## [PROBLEM TO SOLVE]
Would you write out the entries below, every one of them, exactly?

--- START SUPPLIED DATA ---

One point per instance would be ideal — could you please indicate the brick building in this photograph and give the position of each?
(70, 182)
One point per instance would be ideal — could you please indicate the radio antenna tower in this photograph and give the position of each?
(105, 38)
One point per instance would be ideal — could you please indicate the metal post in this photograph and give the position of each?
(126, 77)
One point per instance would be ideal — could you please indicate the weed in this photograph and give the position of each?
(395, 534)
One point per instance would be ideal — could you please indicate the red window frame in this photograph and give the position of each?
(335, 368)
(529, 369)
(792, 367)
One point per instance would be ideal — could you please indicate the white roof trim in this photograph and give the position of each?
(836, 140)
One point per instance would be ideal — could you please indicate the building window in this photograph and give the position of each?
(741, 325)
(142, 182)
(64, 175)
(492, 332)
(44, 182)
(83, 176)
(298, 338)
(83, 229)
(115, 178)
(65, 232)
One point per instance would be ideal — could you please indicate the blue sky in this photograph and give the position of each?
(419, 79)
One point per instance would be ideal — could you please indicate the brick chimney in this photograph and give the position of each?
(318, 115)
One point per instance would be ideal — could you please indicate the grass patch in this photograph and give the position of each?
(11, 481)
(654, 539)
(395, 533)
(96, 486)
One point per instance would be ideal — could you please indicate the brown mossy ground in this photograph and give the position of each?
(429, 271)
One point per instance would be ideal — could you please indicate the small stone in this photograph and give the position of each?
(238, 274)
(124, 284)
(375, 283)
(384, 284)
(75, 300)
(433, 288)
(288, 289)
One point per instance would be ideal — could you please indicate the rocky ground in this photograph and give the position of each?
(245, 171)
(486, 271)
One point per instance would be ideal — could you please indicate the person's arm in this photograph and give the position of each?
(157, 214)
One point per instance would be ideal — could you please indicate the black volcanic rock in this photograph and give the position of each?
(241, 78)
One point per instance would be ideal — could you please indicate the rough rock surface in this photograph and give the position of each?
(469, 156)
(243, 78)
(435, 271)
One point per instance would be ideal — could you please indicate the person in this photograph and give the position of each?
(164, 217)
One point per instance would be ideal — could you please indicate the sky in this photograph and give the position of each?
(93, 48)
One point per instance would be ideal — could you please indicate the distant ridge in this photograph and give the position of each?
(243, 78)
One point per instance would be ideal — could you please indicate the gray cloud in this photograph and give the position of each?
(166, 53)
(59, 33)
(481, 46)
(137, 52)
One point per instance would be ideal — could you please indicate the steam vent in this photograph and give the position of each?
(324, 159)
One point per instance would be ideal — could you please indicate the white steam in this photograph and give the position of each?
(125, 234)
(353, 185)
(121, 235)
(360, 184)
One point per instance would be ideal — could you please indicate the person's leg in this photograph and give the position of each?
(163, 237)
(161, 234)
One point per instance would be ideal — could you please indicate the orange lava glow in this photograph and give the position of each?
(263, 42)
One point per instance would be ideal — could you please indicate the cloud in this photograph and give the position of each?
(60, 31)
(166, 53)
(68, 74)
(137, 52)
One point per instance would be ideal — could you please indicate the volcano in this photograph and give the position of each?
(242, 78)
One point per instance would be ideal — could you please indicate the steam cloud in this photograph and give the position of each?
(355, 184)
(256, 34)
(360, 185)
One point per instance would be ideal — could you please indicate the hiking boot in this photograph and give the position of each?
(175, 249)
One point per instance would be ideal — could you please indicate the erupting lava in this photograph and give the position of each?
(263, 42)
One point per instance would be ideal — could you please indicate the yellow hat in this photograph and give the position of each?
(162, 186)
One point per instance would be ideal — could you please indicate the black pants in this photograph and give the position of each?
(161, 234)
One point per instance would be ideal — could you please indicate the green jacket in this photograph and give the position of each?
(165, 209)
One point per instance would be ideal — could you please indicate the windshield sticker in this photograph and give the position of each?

--- END SUPPLIED DATA ---

## [RIGHT ANSWER]
One point per instance would be ideal — could you please indicate the brick building in this photograph and give the position of each?
(70, 182)
One point per instance would be ideal — could you please indicate the radio antenna tower in this photograph and give the position of each?
(105, 38)
One point per instance would be ideal — could you please indicate the metal post in this photograph and give the position of each?
(126, 77)
One point per instance would be ideal — could you please indicate the weed in this photograph and give the position of each?
(395, 534)
One point per instance would be ideal — could you please indicate the red window frame in this photograph and give the position of each?
(335, 368)
(529, 369)
(792, 367)
One point per instance would be ideal — could you please indicate the white roof trim in this photograph and give the position of each?
(836, 140)
One point per instance would be ideal — could you please indicate the building window in this photograph and give the position of each?
(741, 325)
(142, 182)
(64, 175)
(492, 332)
(44, 182)
(83, 176)
(298, 338)
(83, 229)
(115, 178)
(65, 232)
One point per instance would be ideal — could you please indicate the blue sky in this photograph and give the position of each?
(419, 79)
One point per instance would be ideal — could you please indicate the brick chimney in this photograph and give the position of each?
(318, 115)
One point per instance would be ideal — could you please indicate the grass patch in this photograph and give the position of each?
(11, 481)
(654, 539)
(395, 533)
(96, 486)
One point per instance would be ideal — could you please indicate the brown mossy ground in this photograph and give the position of each?
(429, 271)
One point per instance would be ideal — could you please indicate the small stone in this photograph and give the position of each?
(238, 274)
(124, 284)
(375, 283)
(384, 284)
(75, 300)
(433, 288)
(288, 289)
One point per instance would be ideal — could you please indicate the rocky ground in this photograph and give the position of each?
(245, 171)
(486, 271)
One point per instance would be ideal — could you please indicate the person's arm in this photograph and give the position of each?
(157, 214)
One point per instance would be ideal — could you please indicate the black volcanic rock in this photograph and give the position of each?
(241, 78)
One point per instance would be ideal — could you please indicate the rough rock surface in this photograph and give the position of each?
(469, 156)
(243, 78)
(435, 271)
One point per instance would be ideal — could you please indicate the person in this photograph and give the position of each?
(164, 217)
One point per instance would be ideal — could you please indicate the sky in this photograph and give the position of each?
(93, 48)
One point per instance would be ideal — could you please indicate the distant ridge in this photograph and give the position of each?
(243, 78)
One point per instance would be ideal — could you please indicate the gray cloud in this photograph and give the position of each?
(166, 53)
(59, 33)
(481, 46)
(137, 52)
One point per instance would be ideal — could you please indicate the steam vent in this photograph and give the position of each?
(324, 159)
One point per instance would be ideal — could you please indicate the white steam in this photograph and give the position of each?
(125, 234)
(353, 185)
(121, 235)
(360, 184)
One point per instance would be ideal — could you please indicate the person's leg in this photograph and give the position of each?
(163, 237)
(161, 234)
One point per instance would be ideal — could you please indicate the orange lava glow in this photograph and give the position of each?
(263, 42)
One point per instance would be ideal — could you please indicate the cloud in this photograph and give the position of each?
(60, 31)
(166, 53)
(68, 74)
(137, 52)
One point per instance would be ideal — could you please indicate the volcano in this photograph and give the position of each?
(242, 78)
One point per instance would be ideal — could you please indicate the steam cloud in this photograph and give the position of each?
(355, 184)
(256, 34)
(360, 185)
One point per instance would be ideal — could you please indicate the hiking boot in this photograph and give the position of each?
(175, 249)
One point per instance would be ideal — could you please indicate the erupting lava in this photograph and give the position of each?
(263, 42)
One point per instance would be ideal — could you please indicate the yellow hat in this photograph and give the position of each?
(162, 186)
One point per instance would be ideal — could you please indicate the black pants in this photograph and give the position of each?
(161, 234)
One point per instance would be ideal — could you please indicate the green jacket in this photograph and give the position of each?
(165, 209)
One point per instance would be ideal — could you please indicate the windshield sticker in this photograph and give the position of each?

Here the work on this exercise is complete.